Records from a data source:
________________________
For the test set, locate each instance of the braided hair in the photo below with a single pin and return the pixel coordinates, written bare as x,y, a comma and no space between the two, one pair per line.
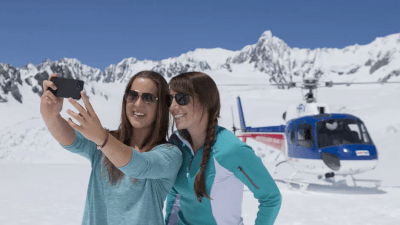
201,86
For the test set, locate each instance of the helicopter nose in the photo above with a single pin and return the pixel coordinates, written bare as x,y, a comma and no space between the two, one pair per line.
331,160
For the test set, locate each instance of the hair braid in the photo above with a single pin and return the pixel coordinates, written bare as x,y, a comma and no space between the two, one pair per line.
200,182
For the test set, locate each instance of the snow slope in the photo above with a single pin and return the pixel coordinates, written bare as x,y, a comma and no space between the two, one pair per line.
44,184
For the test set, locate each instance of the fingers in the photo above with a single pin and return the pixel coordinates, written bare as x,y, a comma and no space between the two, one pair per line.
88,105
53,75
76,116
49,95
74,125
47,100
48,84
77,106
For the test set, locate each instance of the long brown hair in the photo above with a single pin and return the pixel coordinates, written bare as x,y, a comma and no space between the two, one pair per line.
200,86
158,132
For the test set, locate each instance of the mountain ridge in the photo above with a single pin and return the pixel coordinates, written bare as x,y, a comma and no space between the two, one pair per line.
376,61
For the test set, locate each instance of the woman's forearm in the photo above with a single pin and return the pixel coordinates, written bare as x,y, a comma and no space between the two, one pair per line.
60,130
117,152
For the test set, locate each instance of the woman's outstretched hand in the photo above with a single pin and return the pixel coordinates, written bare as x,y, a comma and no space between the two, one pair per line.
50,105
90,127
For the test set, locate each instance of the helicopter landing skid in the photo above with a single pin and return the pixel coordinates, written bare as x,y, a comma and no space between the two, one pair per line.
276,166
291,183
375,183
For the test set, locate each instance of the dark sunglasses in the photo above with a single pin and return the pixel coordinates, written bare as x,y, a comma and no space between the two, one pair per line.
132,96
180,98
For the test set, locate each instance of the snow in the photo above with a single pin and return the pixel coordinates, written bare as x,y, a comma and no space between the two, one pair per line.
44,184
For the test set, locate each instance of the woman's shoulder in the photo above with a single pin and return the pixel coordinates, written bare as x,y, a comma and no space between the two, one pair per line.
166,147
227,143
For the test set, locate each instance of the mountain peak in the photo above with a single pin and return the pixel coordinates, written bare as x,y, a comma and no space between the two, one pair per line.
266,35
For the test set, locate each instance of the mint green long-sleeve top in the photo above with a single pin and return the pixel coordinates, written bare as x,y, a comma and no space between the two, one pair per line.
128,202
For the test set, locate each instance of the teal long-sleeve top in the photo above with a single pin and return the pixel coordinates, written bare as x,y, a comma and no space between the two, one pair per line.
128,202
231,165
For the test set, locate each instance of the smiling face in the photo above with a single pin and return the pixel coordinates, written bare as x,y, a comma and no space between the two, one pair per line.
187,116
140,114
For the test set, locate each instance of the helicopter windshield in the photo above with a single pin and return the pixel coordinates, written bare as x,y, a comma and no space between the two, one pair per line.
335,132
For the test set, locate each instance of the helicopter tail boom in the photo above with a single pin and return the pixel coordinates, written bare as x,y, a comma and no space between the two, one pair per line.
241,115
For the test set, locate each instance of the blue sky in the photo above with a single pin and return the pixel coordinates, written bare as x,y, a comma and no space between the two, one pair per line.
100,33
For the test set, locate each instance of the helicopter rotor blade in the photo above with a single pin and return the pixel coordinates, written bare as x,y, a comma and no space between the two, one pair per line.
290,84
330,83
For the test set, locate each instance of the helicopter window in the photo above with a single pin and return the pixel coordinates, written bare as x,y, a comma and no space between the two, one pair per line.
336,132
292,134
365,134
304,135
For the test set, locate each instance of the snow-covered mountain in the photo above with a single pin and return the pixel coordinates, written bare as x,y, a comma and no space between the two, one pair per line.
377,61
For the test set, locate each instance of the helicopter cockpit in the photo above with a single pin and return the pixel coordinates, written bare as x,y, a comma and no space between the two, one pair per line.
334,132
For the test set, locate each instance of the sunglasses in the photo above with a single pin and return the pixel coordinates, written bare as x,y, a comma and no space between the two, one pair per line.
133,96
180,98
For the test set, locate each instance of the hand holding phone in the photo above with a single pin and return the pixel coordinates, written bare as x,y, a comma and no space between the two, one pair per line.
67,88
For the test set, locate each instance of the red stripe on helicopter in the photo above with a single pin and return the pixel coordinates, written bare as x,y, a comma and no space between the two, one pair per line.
________________________
# [What you will do]
Retype all of the data above line for line without changing a word, and leave the pictures out.

# [Answer]
For the test set, locate each instance of the braided hair in the photo below with a single pin and return the pixel coordinates, written bare as x,y, a comma and no space between the two, one pair per line.
201,86
For the test set, locate each instance of the helicopter nose in the photo above with a single pin and return the pixel coordinates, written bare as x,y, a comma and no space between the two, one pair per line.
331,160
For the test set, locate each instance of the hair braid in the photo above with a single pin and return the pixel coordinates, written bare as x,y, a comma and no space between the two, one pair per line.
200,182
For the test set, locate each instance of the snow slope in the photo above with a single pin and return the pixel coordinates, written bare as x,y, a comma and no space between the two, one pair per line.
44,184
For the test set, locate each instance of the fingers in the photo above with a single pin and return the pixel coordinates, written bare as x,y, a comma and no space between the two, one pair per line.
88,105
53,75
76,116
49,95
74,125
47,100
48,84
77,106
For the test set, locate each instance of the long brown hair in the photo above with a single pin and return the pixel coordinates, written bare as x,y, a comma and no space between the two, one pair per line.
200,86
158,132
For the test set, locate each instance of the mountain ridge in the photo above with a single pin and return the pixel coordinates, written bare as x,y, a comma and no space between the two, one pair per line.
376,61
For the test set, locate each instance of the woman's forearm in the photo above with a single pin and return the pixel coordinates, written bare as x,y, a comma and no space between the two, one pair per line.
60,130
117,152
For the test set, locate each instance of the woman's outstretched hand in the photo above with a single pin and return the pixel coordinates, written bare as x,y, a comma and no space between the two, one pair per line.
50,105
90,127
For the test set, locate each instance of the helicopter landing skid in the photo above with a single pin and return the pixel coordinates, written bare as x,y, a comma and no space between the two, one pair per line.
276,166
291,183
375,183
For the test set, locate each instance of the dark sunglasses in the photo above with a single pin and return the pixel coordinates, written bare as x,y, a comma and no space between the two, one pair per line.
132,96
180,98
For the test set, locate each instance of the snow in the photo above with a single pin and return the pixel coordinates, written bare as x,y, a comma and no space between the two, one pair per line.
44,184
For the test set, locate each instance of the woman's shoulder in the photo above with a single pin and return the pixel coordinates, written bare as x,y, a comma and no space between the two, one pair per line.
166,147
227,143
For the test set, locate each instance of the mountain peak in the photo above with a single pin and return the pixel coordinates, written bare as x,y, a comma and no space between the two, one pair per line.
266,35
For the test set, locate each instance of the mint green long-sleeve top in the photo above with a single pin and return the pixel coordinates, written bare as x,y, a comma and no space between the two, one pair per line.
128,202
For the test set, locate each instance of the teal long-sleeve top in the photo above with a single pin and return the pixel coordinates, written bare as x,y, a comma and no space between the two, one pair per line.
128,202
231,165
For the test set, locate each instance of the smiling face in the photo above with a single pin and return the pixel coordinates, written bare as x,y, a comma and no space between the two, one pair per line.
187,116
140,114
For the test set, locate each instance of the helicopter windshield in the photo above with a single pin and return the pixel coordinates, written bare as x,y, a comma and no space between the two, one pair per line.
335,132
For the test set, locate each instance of the helicopter tail boom in the photo above with a single pin and return the pixel coordinates, written bare as x,y, a comma and no space between the two, one pair per line.
241,115
For the test set, locate each instance of the blue sky in the photo above with a single pin and return the pixel coordinates, written bare as x,y, a comma and no space between the two, one pair per line.
100,33
For the test set, locate each instance of the helicopter rotor blade in the photo above with a single pin and return the pixel coordinates, written bare as x,y, a comma and no space between the two, one pair per line.
290,84
330,83
For the test set, locate each instance of the helicopter window in the photo above with a single pin and return the pixel coordinates, written bare as x,y, a comma and no space between the two, one pair per line.
336,132
292,134
365,134
304,135
For the test set, locate each instance of the snow-covered mountain in the photo above with a single pin and return the pixel coordinates, written bare as x,y, a comma and no space between the two, one pair per line.
377,61
For the test set, locate each instance of the helicopter cockpit in the photo above with a single pin and return the pixel coordinates, written bare as x,y, a comma and no space between the two, one pair per line.
334,132
For the test set, locate each instance of the sunglasses in the photo above with a single pin and return the pixel coordinates, written bare as x,y, a comma and no space between the two, one pair per line.
133,96
180,98
For the test set, locate each instance of the hand holding phone in the photo above with a single pin and return the pixel coordinates, written bare as x,y, a comma and no space between the two, one pair per line.
67,88
For the test set, locate each instance of the red stripe on helicopter in the photo above with a single pin and return the pixel coordinates, written bare as x,y, a comma and no space between the two, one pair per line.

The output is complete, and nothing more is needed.